* Start Data rows *

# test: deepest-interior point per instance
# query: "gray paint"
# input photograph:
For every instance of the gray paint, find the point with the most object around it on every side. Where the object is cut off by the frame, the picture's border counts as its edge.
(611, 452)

* End Data rows *

- What you will do
Please copy all of the records above line for line, without changing anything.

- Exercise answer
# test: deepest-interior point per instance
# query: "gray paint"
# input photograph:
For every instance of the gray paint, find the point with the most object around it on every side. Where the object is cut off by the frame, the picture's border counts as its edge.
(611, 452)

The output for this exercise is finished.